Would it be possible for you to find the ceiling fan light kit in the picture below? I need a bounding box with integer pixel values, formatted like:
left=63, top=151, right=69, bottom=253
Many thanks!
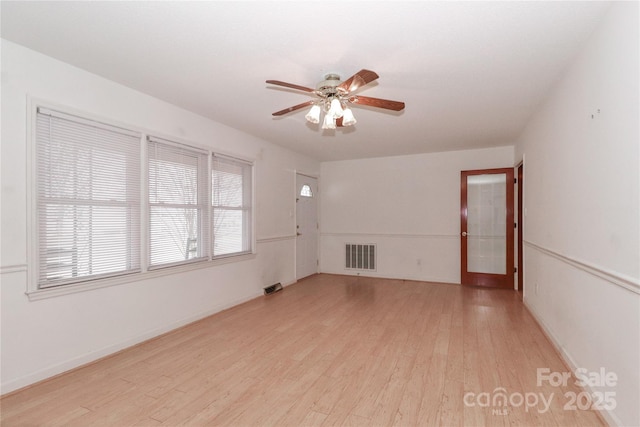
left=267, top=69, right=404, bottom=129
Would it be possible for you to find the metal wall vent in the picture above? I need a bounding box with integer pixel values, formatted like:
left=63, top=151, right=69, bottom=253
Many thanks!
left=264, top=282, right=282, bottom=295
left=344, top=243, right=376, bottom=270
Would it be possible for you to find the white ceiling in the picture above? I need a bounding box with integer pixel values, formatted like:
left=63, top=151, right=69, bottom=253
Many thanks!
left=0, top=1, right=608, bottom=160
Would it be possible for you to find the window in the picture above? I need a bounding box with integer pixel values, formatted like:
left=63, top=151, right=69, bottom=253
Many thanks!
left=300, top=184, right=313, bottom=197
left=35, top=108, right=140, bottom=288
left=27, top=106, right=253, bottom=299
left=148, top=137, right=209, bottom=268
left=211, top=155, right=253, bottom=257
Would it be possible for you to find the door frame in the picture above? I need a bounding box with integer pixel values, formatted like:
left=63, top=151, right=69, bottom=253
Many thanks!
left=516, top=162, right=524, bottom=298
left=293, top=171, right=320, bottom=281
left=460, top=167, right=515, bottom=289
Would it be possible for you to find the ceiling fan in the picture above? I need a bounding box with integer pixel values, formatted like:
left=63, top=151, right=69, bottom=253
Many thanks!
left=267, top=69, right=404, bottom=129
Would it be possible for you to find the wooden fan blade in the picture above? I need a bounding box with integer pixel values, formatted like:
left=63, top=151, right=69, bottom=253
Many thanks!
left=272, top=101, right=314, bottom=116
left=267, top=80, right=315, bottom=93
left=338, top=69, right=379, bottom=93
left=349, top=95, right=404, bottom=111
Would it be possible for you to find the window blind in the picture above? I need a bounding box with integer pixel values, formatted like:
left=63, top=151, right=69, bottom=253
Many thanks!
left=148, top=137, right=209, bottom=268
left=35, top=108, right=140, bottom=288
left=211, top=154, right=253, bottom=257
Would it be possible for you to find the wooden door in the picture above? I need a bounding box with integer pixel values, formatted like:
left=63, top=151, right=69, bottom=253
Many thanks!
left=460, top=168, right=514, bottom=289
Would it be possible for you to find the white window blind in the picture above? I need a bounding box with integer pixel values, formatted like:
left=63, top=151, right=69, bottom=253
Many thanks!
left=36, top=108, right=140, bottom=288
left=148, top=137, right=209, bottom=268
left=211, top=155, right=253, bottom=257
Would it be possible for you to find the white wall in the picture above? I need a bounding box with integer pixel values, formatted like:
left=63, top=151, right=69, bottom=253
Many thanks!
left=320, top=147, right=513, bottom=283
left=0, top=40, right=320, bottom=393
left=516, top=2, right=640, bottom=425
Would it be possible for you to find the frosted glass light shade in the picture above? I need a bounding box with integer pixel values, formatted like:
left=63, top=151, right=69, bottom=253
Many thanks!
left=304, top=105, right=320, bottom=123
left=327, top=98, right=343, bottom=119
left=322, top=113, right=336, bottom=129
left=342, top=108, right=358, bottom=126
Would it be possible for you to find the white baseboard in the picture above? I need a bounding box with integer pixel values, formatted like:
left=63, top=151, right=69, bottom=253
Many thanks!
left=0, top=293, right=262, bottom=395
left=524, top=300, right=622, bottom=426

Exercise – Please reproduce the material starting at the line containing "Would it be possible for you to find the frosted" and ending at the last line of the material, both included. Shift every bounding box coordinate in the answers by -144 and leave all other text unchanged.

Correct answer –
Would it be possible for you to find the frosted glass light shade in the picture above? I need a bounding box with integer pixel values, formatted like:
left=63, top=151, right=69, bottom=253
Many thanks!
left=160, top=-39, right=176, bottom=-21
left=183, top=-46, right=199, bottom=-25
left=178, top=-31, right=192, bottom=-15
left=198, top=-36, right=214, bottom=-18
Would it be possible for you to find the white baseboard in the picture above? I need a bounding box with integer pixel values, formatted like:
left=63, top=151, right=69, bottom=253
Many thanks!
left=-144, top=149, right=118, bottom=251
left=380, top=156, right=478, bottom=282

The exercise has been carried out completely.